## What the exercise asks
The listing below should be copied in full, word for word.

## Items
>> BEGIN

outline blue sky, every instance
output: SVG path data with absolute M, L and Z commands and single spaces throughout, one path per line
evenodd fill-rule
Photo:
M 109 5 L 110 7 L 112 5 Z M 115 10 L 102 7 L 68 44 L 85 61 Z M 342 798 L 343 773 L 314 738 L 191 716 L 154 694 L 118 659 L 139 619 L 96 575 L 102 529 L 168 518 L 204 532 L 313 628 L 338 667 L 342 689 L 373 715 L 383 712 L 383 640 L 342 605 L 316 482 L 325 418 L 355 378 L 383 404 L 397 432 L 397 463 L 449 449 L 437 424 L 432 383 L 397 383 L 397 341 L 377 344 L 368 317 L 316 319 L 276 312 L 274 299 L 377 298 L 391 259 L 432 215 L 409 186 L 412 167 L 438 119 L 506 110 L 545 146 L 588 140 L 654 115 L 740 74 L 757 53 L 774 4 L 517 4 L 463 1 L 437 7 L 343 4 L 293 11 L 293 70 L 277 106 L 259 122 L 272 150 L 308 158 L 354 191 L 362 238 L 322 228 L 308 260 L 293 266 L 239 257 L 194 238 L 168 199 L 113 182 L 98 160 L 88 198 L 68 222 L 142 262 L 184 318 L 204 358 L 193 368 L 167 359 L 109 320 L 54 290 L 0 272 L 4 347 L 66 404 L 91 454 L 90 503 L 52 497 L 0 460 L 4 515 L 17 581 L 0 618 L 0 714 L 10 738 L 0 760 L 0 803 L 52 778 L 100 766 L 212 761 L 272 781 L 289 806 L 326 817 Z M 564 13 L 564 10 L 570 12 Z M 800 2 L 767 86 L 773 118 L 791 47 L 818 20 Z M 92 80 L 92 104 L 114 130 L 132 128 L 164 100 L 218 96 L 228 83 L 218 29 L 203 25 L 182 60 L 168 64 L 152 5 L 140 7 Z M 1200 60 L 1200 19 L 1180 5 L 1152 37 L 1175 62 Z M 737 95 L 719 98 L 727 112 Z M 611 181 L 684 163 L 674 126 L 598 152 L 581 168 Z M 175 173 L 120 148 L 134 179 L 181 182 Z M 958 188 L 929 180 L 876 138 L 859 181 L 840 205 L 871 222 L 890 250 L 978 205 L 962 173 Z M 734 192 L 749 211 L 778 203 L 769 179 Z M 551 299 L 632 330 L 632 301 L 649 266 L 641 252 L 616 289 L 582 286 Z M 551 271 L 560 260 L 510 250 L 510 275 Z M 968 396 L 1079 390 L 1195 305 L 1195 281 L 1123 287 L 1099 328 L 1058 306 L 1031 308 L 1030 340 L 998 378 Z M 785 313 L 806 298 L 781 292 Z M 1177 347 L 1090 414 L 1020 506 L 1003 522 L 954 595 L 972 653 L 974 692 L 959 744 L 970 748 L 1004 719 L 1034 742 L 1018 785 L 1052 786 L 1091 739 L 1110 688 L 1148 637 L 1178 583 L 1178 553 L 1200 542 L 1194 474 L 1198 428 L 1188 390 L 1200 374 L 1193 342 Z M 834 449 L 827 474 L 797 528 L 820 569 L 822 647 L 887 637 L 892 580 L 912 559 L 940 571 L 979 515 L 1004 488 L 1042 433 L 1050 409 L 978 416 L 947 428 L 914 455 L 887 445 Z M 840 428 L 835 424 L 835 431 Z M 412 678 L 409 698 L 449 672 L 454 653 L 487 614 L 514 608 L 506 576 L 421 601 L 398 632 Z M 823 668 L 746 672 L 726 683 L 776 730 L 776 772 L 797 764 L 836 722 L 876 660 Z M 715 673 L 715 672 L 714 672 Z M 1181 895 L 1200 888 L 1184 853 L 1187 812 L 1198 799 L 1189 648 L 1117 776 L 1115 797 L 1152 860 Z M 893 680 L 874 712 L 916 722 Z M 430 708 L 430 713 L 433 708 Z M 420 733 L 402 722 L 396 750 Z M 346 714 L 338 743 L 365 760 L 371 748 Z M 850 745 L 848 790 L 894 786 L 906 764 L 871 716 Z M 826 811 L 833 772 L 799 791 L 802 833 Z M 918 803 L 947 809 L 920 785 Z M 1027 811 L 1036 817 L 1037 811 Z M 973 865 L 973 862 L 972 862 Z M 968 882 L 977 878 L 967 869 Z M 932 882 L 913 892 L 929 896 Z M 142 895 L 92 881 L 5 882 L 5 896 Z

>> END

## Expected answer
outline blue sky, every instance
output: SVG path data with absolute M, L and Z commands and single spaces throughout, one path per line
evenodd fill-rule
Photo:
M 109 5 L 110 7 L 112 5 Z M 115 10 L 102 7 L 68 44 L 85 61 Z M 342 798 L 343 773 L 314 738 L 191 716 L 154 694 L 118 659 L 139 619 L 96 575 L 102 529 L 168 518 L 204 532 L 313 628 L 338 667 L 342 689 L 373 715 L 383 712 L 383 640 L 342 605 L 316 482 L 325 418 L 355 378 L 383 404 L 397 432 L 397 463 L 449 449 L 437 424 L 432 383 L 397 383 L 397 341 L 377 344 L 368 317 L 316 319 L 276 312 L 274 299 L 377 298 L 391 259 L 432 215 L 409 186 L 412 167 L 438 119 L 506 110 L 545 146 L 588 140 L 654 115 L 740 74 L 757 53 L 774 4 L 517 4 L 463 1 L 437 7 L 343 4 L 293 11 L 293 70 L 277 106 L 259 122 L 272 150 L 308 158 L 354 191 L 362 238 L 322 228 L 308 260 L 293 266 L 239 257 L 194 238 L 168 199 L 113 182 L 98 160 L 88 198 L 68 222 L 142 262 L 184 318 L 204 358 L 193 368 L 167 359 L 109 320 L 54 290 L 0 272 L 4 347 L 66 404 L 91 454 L 90 503 L 52 497 L 0 460 L 4 515 L 17 581 L 0 618 L 0 714 L 10 738 L 0 760 L 0 803 L 52 778 L 100 766 L 212 761 L 272 781 L 289 806 L 326 817 Z M 564 13 L 564 10 L 570 12 Z M 800 2 L 767 86 L 773 118 L 791 47 L 818 20 Z M 92 80 L 92 104 L 114 130 L 132 128 L 164 100 L 218 96 L 228 83 L 218 29 L 203 25 L 182 60 L 168 64 L 152 5 L 140 7 Z M 1200 60 L 1200 19 L 1180 5 L 1152 37 L 1175 62 Z M 737 95 L 719 98 L 727 112 Z M 611 181 L 684 163 L 674 126 L 598 152 L 581 168 Z M 175 173 L 120 148 L 134 179 L 181 182 Z M 958 188 L 929 180 L 876 138 L 859 181 L 840 205 L 871 222 L 890 250 L 978 205 L 962 173 Z M 734 192 L 749 211 L 778 203 L 769 179 Z M 551 299 L 632 330 L 632 301 L 649 266 L 641 252 L 616 289 L 582 286 Z M 551 271 L 560 260 L 510 250 L 510 275 Z M 968 396 L 1079 390 L 1195 305 L 1195 281 L 1123 287 L 1099 328 L 1058 306 L 1031 308 L 1030 340 L 998 378 Z M 785 313 L 806 298 L 781 292 Z M 1177 347 L 1090 414 L 1020 506 L 1003 522 L 954 595 L 972 653 L 974 692 L 959 744 L 970 748 L 1004 719 L 1034 742 L 1018 785 L 1052 786 L 1091 739 L 1110 688 L 1148 637 L 1178 583 L 1178 553 L 1200 542 L 1194 474 L 1198 428 L 1188 390 L 1200 374 L 1193 342 Z M 834 449 L 827 474 L 797 528 L 820 569 L 822 647 L 887 637 L 892 580 L 912 559 L 940 571 L 979 515 L 1004 488 L 1042 433 L 1050 409 L 978 416 L 947 428 L 914 455 L 887 445 Z M 840 428 L 835 424 L 835 431 Z M 412 678 L 409 698 L 449 672 L 454 653 L 487 614 L 514 608 L 506 576 L 421 601 L 398 632 Z M 823 668 L 746 672 L 726 683 L 776 730 L 776 772 L 797 764 L 836 722 L 876 660 Z M 715 673 L 715 672 L 714 672 Z M 1181 895 L 1200 888 L 1184 853 L 1187 812 L 1198 799 L 1189 648 L 1117 776 L 1115 797 L 1152 860 Z M 893 680 L 874 712 L 916 722 Z M 430 708 L 430 713 L 433 708 Z M 420 733 L 402 722 L 396 750 Z M 346 714 L 338 743 L 365 760 L 371 748 Z M 850 745 L 848 790 L 894 786 L 906 764 L 871 716 Z M 826 811 L 833 772 L 799 791 L 802 833 Z M 918 803 L 947 809 L 920 785 Z M 1027 811 L 1036 817 L 1037 811 Z M 973 865 L 973 862 L 972 862 Z M 968 882 L 977 878 L 967 869 Z M 932 882 L 913 892 L 929 896 Z M 142 895 L 92 881 L 5 882 L 5 896 Z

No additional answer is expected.